### [Challenge 1]
List every attribute that the JMS reader documentation marks as mandatory.
### [Challenge 2]
Extract from the JMS reader documentation the passage from "Body of the" up to and including "javax.jms.BytesMessage (since 2.8).", copying it verbatim.
### [Challenge 3]
Extend the JMS reader documentation by writing the text that follows its final sentence.

Default implementation of the processor org.jetel.component.jms.JmsMsg2DataRecordProperties is sufficient in most cases.
Body of the incoming message is stored in field which is specified by bodyField component attribute. Properties of the message are stored in fields with the same names (if they exist in output record metadata). It can process javax.jms.TextMessage as well as javax.jms.BytesMessage (since 2.8).
Input ports: none
Output ports:
Xml attributes:
| Attribute | Mandatory | Description | Default | ETL Version since |
|---|---|---|---|---|
id | yes | component identification | ||
type | yes | component type | JMS_READER | |
connection | yes | JMS connection ID | ||
processorClass | no | Name of processor class. Default value is applied only if attributes processorCode and processorURL are't specified | org.jetel.component.jms.JmsMsg2DataRecordProperties | |
processorCode | no | Inline Java code defining processor class. It's applied only if processorClass isn't specified | ||
processorURL | no | URL to file which contains java source of processor class. It's applied only if processorClass and processorCode aren't specified | ||
charset | no | Charset of processor code, if it's specified by processorURL attribute. | Default is taken from CloverETL engine defaults | |
selector | no | JMS selector specifying messages to be processed | ||
maxMsgCount | no | maximal number of messages to be processed. 0 means there's no constraint on count of messages. | 0 | |
timeout | no | maximal time (in milliseconds) to await a next message. 0 means forever. | 0 | |
bodyField | no | Name of field in output record metadata, which should be filled by body of incoming JMS message. This attribute is used by default processor implementation (JmsMsg2DataRecordProperties). If value of “bodyField” attribute is specified, there must be such field in metadata. If value isn't specified, processor tries to set field named “bodyField”, but it's silently ignored if such field doesn't exist in output record metadata. | bodyField (since 2.8 - older versions don't have any default) | |
msgCharset | no | Charset of messages content. It's used only for javax.jsm.BytesMessage. This attribute is used by default processor implementation (JmsMsg2DataRecordProperties). | Default is taken from CloverETL engine defaults | 2.8 |
Constraints of reading messages:
| Attribute maxMsgCount | Attribute timeout | Description |
|---|---|---|
| 0 | 0 | Node keeps waiting for new messages. Also Phase, which this node is embedded in, never stops. |
| greater then 0 | 0 | Node reads new messages until its count reaches maxMsgCount. It doesn't matter how long it lasts. |
| 0 | greater then 0 | Node reads new messages for specified amount of milliseconds. It doesn't matter how many messages it reads. |
| greater then 0 | greater then 0 | JmsReader stops when count of read messages reaches maxMsgCount or timeout occured. |
Example:
<Node id="JmsReader" type="JMS_READER" connection="dest" /> <Node id="JmsReader" type="JMS_READER" connection="dest" timeout="4000" maxMsgCount="0" </Node>
This class is intended to provide a mean to read information from an LDAP directory. Provides the logic to extract search result of an LDAP directory and transform them into Jetel Data Records. The metadata provided throuh output port/edge must precisely describe the structure of read object.

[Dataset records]
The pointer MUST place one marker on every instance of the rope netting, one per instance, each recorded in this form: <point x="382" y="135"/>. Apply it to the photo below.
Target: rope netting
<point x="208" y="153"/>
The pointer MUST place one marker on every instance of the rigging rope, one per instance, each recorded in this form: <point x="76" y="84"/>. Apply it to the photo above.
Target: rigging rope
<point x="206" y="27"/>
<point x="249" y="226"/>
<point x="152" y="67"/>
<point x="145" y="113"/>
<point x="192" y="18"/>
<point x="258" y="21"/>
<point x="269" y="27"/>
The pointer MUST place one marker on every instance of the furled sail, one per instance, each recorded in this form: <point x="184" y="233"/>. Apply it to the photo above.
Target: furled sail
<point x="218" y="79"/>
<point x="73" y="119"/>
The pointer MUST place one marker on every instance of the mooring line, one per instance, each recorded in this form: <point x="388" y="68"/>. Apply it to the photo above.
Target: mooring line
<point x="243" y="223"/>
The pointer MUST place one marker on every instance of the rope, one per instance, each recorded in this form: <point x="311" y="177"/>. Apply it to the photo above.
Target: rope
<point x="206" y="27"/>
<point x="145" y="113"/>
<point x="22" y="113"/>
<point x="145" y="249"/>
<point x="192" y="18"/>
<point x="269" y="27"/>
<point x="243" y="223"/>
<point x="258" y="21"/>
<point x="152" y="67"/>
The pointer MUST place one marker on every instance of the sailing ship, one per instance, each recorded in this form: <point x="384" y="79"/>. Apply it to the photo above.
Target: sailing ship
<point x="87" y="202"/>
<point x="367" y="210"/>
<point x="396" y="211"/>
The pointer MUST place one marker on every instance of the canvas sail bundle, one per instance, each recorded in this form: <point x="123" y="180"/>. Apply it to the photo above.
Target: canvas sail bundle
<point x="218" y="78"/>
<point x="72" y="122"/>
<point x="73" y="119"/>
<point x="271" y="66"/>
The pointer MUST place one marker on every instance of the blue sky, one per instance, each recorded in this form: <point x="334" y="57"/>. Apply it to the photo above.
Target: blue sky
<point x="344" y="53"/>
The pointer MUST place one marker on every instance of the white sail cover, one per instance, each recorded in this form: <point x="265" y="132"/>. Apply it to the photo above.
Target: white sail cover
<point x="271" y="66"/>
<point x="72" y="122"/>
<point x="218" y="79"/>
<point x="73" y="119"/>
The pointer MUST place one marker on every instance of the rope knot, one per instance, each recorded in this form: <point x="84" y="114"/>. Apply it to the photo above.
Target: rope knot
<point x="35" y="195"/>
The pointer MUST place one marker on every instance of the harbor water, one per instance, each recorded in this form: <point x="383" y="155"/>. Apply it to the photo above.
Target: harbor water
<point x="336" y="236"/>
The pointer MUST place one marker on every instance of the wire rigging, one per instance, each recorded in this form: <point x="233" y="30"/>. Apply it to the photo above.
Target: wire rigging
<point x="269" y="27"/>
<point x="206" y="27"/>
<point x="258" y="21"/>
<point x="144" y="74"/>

### [Exercise response 1]
id, type, connection

### [Exercise response 2]
Body of the incoming message is stored in field which is specified by bodyField component attribute. Properties of the message are stored in fields with the same names (if they exist in output record metadata). It can process javax.jms.TextMessage as well as javax.jms.BytesMessage (since 2.8).

### [Exercise response 3]
Results of the search must have the same objectClass.
Input ports: none
Output ports:
NOTE: only string and byte clover data fields are supported; string is compatible with most of ldap usually types; byte is necessary for example to userPassword ldap type reading
Xml attributes:
| Attribute | Mandatory | Description | Default | ETL Version since |
|---|---|---|---|---|
id | yes | component identification | ||
type | yes | component type | LDAP_READER | |
ldapUrl | yes | Ldap url of the directory, on the form “ldap://host:port/” | ||
base | yes | Base DN used for the LDAP search | ||
filter | yes | Filter used for the LDAP connection. | ||
scope | no | Scope of the search request, must be one of object, onelevel or subtree. | 'OBJECT' | |
user | no | The user DN to used when connecting to directory. | ||
password | no | The password to used when connecting to directory. | ||
multiValueSeparator | no | LDAP is possible to handle keys with multiple values. These values are delimited by this string/character. __none__ is special escape value to turn off this functionality, only first value is read. | | |
Example:
<Node id="INPUT1" type="LDAP_READER" ldapUrl="ldap://ldap.uninett.no:389/" base="ou=people,dc=uninett,dc=no" filter="uid=*" scope="SUBTREE"> </Node> <Node id="INPUT1" type="LDAP_READER" ldapUrl="ldap://foobar.com:389/" base="ou=people,dc=foo,dc=bar" filter="uid=*" scope="subtree" user="uid=Manager,dc=foo,dc=bar" password="manager_pass"> </Node>
since 2.7.0
This is an universal reader frame used to read flat files with heterogenous structure. Such files can contain a mix of both fixed-length and delimited data records along with other non-record data.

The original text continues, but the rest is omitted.